Qué harás:
Reproduce sin cambios el pasaje del texto sobre la izquierda que va desde "La izquierda, al" hasta "vez más magra.", incluidas ambas partes.

------ Fragmento de la página

La izquierda, al igual que el oso panda, ha ido sofisticando su organismo hasta generar una colección infinita de intolerancias que operan una suerte de expulsión centrífuga. Y esa delicada dieta le acabará siendo letal, puesto que ninguna ideología puede sostenerse demasiado tiempo si no se somete a la fecundidad constructiva de la colisión de ideas. A la izquierda le molesta si vas a los toros, si te tomas un Aperol spritz, si vas a misa, si te gusta la selección, si decides vivir en una urbanización con piscina, si tu coche es diésel... Y en el juego de la democracia representativa, si empezamos a restar colectivos como si esto fuera el ‘Quién es quién’, parece obvio que la bolsa de votantes se hará cada vez más magra.

Pero es, sorprendentemente, en el ámbito intelectual donde se ejecutan las más autolesivas operaciones de purga en las filas de la izquierda. Cada vez son más los escritores, creadoras, editores o pensadoras que reciben alguna suerte de reprimenda por no ser suficientemente de izquierdas. Tan estrecho y exigente se ha hecho el ideal asintótico del intelectual zurdo -y tan ininteligible su jerigonza, por cierto- que no pocas personalidades que en otro tiempo sirvieron a la socialdemocracia hoy aparecen sacrificadas desde la roca Tarpeya del izquierdismo. Entre tanto pensamiento crítico la autocrítica les quedó proscrita y las dinámicas evaluadoras de la pureza de sangre alcanzan límites casi inquisitoriales.

------------
------ Entradas del listado

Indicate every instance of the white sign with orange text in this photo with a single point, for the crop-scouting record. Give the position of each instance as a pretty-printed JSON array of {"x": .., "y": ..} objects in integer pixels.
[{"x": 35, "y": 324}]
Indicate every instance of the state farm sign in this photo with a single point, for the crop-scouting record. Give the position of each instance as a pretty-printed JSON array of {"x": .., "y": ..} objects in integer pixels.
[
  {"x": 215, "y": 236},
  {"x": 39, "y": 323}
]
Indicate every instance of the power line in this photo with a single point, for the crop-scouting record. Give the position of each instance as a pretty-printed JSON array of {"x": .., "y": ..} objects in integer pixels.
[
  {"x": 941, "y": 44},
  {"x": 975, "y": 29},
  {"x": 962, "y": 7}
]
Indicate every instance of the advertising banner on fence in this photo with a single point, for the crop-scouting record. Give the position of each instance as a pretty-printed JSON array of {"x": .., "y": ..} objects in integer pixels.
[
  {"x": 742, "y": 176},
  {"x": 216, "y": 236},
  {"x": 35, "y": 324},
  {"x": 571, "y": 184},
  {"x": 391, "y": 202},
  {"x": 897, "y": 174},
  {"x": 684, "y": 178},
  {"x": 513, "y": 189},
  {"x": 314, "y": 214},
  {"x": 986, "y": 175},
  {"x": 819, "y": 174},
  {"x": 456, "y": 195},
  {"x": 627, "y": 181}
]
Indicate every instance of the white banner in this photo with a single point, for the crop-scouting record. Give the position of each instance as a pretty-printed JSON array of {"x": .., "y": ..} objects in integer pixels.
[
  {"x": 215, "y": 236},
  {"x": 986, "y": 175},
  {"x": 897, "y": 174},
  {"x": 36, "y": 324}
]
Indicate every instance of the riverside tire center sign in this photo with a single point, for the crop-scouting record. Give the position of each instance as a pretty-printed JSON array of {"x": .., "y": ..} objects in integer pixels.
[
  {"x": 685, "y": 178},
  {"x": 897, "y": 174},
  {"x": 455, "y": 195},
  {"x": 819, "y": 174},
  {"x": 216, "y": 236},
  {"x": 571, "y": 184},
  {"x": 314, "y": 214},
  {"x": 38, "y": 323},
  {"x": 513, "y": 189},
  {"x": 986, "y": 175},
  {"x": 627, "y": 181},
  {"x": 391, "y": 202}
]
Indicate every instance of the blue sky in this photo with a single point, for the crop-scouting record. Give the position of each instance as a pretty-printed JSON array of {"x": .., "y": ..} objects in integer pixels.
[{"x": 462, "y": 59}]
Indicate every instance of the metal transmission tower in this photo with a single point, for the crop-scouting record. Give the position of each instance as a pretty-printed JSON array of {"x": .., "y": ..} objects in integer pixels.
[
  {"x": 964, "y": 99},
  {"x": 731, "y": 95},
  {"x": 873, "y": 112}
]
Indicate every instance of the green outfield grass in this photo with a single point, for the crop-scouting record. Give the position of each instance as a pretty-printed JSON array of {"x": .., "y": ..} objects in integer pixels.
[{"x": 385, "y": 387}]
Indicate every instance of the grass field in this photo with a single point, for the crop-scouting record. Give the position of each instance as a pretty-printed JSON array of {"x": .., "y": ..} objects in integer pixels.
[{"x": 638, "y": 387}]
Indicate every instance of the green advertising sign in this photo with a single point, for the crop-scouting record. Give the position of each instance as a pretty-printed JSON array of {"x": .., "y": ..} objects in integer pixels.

------------

Tarea resuelta:
La izquierda, al igual que el oso panda, ha ido sofisticando su organismo hasta generar una colección infinita de intolerancias que operan una suerte de expulsión centrífuga. Y esa delicada dieta le acabará siendo letal, puesto que ninguna ideología puede sostenerse demasiado tiempo si no se somete a la fecundidad constructiva de la colisión de ideas. A la izquierda le molesta si vas a los toros, si te tomas un Aperol spritz, si vas a misa, si te gusta la selección, si decides vivir en una urbanización con piscina, si tu coche es diésel... Y en el juego de la democracia representativa, si empezamos a restar colectivos como si esto fuera el ‘Quién es quién’, parece obvio que la bolsa de votantes se hará cada vez más magra.